--- start Input data ---

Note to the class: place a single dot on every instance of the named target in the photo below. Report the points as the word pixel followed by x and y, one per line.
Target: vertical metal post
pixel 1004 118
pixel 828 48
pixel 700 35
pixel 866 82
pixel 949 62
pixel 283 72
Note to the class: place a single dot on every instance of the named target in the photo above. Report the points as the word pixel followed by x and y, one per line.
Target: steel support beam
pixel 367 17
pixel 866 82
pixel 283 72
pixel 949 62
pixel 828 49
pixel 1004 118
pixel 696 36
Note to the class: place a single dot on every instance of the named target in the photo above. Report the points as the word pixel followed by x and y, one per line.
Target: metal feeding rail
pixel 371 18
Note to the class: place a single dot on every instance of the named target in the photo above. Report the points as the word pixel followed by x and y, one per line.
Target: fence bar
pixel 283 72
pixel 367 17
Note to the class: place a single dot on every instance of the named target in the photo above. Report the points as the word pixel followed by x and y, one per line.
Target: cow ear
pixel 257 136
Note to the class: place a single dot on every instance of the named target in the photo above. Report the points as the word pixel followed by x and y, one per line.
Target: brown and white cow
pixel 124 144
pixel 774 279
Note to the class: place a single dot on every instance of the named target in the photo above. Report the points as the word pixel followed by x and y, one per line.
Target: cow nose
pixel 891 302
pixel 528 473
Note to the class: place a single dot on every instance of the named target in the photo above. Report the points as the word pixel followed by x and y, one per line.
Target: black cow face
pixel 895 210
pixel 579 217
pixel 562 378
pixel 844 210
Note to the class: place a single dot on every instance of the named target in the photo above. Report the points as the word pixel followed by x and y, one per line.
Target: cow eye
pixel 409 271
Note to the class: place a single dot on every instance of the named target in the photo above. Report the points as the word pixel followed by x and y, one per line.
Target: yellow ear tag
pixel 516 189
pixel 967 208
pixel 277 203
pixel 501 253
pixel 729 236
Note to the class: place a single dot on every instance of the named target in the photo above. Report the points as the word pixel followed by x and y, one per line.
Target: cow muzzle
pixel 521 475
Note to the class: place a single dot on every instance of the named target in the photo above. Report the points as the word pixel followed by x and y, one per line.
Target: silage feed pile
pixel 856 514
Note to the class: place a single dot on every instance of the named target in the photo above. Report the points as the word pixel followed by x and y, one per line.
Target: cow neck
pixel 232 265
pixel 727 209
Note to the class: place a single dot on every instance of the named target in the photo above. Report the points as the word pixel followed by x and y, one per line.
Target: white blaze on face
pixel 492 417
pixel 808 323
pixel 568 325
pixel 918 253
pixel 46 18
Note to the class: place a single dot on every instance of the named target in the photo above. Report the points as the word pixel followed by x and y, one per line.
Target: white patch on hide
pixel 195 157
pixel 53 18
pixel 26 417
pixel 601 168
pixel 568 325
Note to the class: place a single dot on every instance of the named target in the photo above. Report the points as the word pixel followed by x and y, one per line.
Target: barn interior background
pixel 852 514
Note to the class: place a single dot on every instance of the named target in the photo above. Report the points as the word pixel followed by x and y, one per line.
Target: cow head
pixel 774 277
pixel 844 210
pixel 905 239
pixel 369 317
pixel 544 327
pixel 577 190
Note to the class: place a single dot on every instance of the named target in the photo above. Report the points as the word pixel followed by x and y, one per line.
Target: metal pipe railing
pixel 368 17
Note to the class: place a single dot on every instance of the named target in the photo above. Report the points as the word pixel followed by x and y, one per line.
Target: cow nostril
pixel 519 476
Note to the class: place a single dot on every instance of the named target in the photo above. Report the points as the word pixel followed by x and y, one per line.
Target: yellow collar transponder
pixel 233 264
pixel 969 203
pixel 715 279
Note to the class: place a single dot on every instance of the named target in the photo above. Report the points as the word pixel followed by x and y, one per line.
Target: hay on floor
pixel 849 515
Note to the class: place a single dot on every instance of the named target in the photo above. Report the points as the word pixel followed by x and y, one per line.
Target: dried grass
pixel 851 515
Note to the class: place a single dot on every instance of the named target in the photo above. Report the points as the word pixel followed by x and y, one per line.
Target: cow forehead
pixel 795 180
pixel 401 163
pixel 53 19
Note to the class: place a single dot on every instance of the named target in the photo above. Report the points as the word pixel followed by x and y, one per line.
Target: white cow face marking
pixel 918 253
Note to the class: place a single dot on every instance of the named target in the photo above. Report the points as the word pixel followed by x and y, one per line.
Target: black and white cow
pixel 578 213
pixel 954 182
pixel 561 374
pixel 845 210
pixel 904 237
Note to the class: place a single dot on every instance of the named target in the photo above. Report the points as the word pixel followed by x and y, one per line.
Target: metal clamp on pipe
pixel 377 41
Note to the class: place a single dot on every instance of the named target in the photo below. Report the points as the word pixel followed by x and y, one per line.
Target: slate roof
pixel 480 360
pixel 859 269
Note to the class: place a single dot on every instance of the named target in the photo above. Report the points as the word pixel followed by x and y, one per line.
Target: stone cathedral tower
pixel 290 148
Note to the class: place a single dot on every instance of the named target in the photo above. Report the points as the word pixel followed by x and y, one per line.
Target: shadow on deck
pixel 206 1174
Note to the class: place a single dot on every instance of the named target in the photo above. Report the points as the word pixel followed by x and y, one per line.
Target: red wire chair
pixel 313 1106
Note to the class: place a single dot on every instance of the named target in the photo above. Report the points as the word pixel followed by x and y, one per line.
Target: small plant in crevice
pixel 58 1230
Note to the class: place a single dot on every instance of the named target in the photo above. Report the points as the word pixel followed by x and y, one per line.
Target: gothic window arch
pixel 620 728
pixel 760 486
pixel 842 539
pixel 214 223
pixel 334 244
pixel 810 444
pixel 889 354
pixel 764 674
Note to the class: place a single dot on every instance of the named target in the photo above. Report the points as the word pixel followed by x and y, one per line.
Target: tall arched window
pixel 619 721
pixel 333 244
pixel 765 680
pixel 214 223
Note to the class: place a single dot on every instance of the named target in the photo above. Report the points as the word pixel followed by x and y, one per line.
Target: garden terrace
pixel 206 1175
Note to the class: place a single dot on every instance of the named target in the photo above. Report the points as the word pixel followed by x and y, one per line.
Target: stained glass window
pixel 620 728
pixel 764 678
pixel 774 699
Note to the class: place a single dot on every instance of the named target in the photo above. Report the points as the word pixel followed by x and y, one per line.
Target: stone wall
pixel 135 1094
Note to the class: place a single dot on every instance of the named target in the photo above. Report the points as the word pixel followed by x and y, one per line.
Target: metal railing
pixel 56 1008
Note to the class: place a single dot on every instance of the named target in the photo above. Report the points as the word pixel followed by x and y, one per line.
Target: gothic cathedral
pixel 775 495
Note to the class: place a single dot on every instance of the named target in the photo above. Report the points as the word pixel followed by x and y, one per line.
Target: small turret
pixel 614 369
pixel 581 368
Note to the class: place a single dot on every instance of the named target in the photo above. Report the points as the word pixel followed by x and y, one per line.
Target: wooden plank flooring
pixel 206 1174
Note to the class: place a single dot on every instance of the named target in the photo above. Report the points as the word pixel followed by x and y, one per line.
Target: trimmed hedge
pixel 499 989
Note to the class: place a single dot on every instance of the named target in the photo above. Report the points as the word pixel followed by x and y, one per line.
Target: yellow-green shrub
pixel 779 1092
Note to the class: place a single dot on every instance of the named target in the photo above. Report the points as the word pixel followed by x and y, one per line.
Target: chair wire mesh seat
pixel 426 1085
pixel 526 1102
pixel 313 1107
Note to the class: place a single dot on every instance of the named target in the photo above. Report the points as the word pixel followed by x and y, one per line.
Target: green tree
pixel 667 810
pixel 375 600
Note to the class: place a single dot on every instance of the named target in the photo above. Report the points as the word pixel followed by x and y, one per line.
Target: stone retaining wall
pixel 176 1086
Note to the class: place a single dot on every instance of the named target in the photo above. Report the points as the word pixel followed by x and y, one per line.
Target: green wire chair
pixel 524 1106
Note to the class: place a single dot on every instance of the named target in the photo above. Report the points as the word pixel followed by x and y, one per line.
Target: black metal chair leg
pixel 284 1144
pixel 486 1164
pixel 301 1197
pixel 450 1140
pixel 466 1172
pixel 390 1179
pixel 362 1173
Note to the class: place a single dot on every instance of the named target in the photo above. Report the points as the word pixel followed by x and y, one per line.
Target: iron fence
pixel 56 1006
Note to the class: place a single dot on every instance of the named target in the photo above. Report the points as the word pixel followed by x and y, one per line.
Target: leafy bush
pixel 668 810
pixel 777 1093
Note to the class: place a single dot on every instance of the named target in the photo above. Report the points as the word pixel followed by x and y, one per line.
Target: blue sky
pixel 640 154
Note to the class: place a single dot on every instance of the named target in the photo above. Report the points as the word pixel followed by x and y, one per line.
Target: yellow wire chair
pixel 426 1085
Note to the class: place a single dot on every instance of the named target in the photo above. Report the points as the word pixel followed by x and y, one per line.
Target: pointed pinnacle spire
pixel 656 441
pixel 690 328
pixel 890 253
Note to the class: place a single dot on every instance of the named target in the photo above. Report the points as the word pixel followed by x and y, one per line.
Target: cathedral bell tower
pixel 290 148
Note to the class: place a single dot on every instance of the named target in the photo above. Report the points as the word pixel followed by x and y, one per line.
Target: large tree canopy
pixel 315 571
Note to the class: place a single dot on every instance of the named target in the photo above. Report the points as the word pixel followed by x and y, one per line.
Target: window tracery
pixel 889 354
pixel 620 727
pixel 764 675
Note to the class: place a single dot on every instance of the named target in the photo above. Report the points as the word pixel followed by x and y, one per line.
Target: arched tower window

--- end Input data ---

Select every line in the items above that contains the word "yellow" and copy each of those lines.

▶ **Solution to the exercise**:
Target: yellow ear tag
Target: yellow collar transponder
Target: yellow-green shrub
Target: yellow wire chair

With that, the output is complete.